Données fournies:
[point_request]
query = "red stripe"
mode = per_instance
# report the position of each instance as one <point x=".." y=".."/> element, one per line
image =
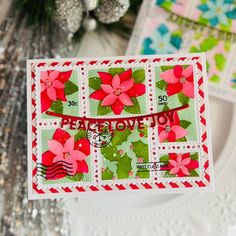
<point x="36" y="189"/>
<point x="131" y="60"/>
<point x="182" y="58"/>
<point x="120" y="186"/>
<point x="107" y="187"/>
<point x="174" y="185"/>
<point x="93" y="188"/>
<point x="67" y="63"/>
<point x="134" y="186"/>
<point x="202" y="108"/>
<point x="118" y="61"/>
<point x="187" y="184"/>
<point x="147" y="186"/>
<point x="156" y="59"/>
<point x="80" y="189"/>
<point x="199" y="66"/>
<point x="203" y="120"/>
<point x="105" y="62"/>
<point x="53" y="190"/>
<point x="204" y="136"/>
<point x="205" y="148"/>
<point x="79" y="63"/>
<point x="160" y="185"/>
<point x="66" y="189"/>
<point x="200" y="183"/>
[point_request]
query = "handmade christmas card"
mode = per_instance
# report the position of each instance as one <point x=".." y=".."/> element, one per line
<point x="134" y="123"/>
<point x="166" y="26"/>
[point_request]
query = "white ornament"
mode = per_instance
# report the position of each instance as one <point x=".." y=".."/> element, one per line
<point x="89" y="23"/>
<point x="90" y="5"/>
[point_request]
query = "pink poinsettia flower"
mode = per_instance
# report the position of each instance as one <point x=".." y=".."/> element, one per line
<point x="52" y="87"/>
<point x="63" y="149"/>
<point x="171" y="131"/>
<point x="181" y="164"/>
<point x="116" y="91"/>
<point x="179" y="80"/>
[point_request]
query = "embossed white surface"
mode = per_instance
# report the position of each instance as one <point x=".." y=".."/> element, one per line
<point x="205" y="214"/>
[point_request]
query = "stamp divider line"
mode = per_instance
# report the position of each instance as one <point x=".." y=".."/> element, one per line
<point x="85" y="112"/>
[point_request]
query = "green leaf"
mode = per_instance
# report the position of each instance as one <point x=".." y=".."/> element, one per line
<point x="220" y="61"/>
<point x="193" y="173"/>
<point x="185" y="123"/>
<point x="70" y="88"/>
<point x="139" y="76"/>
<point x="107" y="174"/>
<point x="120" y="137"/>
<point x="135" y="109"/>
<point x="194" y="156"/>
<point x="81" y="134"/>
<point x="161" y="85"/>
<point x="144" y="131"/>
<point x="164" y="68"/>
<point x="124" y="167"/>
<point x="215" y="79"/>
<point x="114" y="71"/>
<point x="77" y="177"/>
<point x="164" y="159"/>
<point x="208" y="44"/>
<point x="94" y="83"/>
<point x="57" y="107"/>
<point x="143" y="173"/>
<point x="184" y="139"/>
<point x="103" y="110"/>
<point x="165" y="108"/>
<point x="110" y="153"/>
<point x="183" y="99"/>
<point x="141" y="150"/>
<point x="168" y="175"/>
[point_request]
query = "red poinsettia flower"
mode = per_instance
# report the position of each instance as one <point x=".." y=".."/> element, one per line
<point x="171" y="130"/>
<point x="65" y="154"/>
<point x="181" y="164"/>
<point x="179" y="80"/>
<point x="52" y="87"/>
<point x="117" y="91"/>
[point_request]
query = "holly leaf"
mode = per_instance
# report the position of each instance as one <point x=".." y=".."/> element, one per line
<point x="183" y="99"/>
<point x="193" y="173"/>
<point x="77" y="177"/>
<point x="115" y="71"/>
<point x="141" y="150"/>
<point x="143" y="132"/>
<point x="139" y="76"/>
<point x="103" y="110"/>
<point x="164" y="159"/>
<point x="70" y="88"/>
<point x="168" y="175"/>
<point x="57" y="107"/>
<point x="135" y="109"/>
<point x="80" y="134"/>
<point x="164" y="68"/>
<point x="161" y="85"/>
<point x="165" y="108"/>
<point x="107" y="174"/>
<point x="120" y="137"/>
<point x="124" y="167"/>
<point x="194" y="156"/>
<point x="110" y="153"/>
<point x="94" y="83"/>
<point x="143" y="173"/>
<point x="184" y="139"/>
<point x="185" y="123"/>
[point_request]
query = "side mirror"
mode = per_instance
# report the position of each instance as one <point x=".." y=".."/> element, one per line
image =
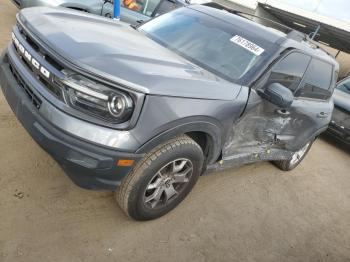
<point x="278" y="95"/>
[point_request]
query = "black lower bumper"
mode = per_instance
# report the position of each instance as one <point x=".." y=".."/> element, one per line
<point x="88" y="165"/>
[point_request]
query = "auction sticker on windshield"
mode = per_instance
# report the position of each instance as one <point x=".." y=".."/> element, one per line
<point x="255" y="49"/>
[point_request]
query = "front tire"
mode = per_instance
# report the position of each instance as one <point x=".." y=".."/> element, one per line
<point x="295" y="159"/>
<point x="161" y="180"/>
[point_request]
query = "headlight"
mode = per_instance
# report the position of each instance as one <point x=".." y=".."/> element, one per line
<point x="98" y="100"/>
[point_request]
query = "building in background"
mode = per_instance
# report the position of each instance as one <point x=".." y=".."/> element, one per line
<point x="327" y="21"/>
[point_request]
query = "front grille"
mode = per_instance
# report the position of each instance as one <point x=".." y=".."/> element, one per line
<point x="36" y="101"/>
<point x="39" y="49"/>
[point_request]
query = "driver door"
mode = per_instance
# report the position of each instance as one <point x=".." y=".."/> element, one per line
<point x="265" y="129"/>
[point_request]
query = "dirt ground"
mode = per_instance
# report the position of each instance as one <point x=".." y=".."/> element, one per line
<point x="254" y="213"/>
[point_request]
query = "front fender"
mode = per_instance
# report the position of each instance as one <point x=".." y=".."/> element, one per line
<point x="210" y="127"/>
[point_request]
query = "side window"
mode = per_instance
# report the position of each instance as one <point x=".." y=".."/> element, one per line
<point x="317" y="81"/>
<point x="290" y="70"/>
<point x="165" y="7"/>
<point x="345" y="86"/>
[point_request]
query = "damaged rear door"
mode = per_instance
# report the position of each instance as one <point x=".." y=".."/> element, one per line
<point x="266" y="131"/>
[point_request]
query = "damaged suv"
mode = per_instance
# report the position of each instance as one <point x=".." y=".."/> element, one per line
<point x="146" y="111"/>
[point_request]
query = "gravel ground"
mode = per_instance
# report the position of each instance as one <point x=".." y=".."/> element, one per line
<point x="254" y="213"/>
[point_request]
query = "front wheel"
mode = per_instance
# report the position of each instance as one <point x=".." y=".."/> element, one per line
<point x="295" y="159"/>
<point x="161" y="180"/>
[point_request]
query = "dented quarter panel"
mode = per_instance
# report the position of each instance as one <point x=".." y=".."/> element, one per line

Consigne: Repérez, parmi les lignes ci-dessus, toutes celles qui contiennent le mot « flower », puis recopiez-les. La casse compte.

Réponse:
query = "pink poinsettia flower"
query = "red poinsettia flower"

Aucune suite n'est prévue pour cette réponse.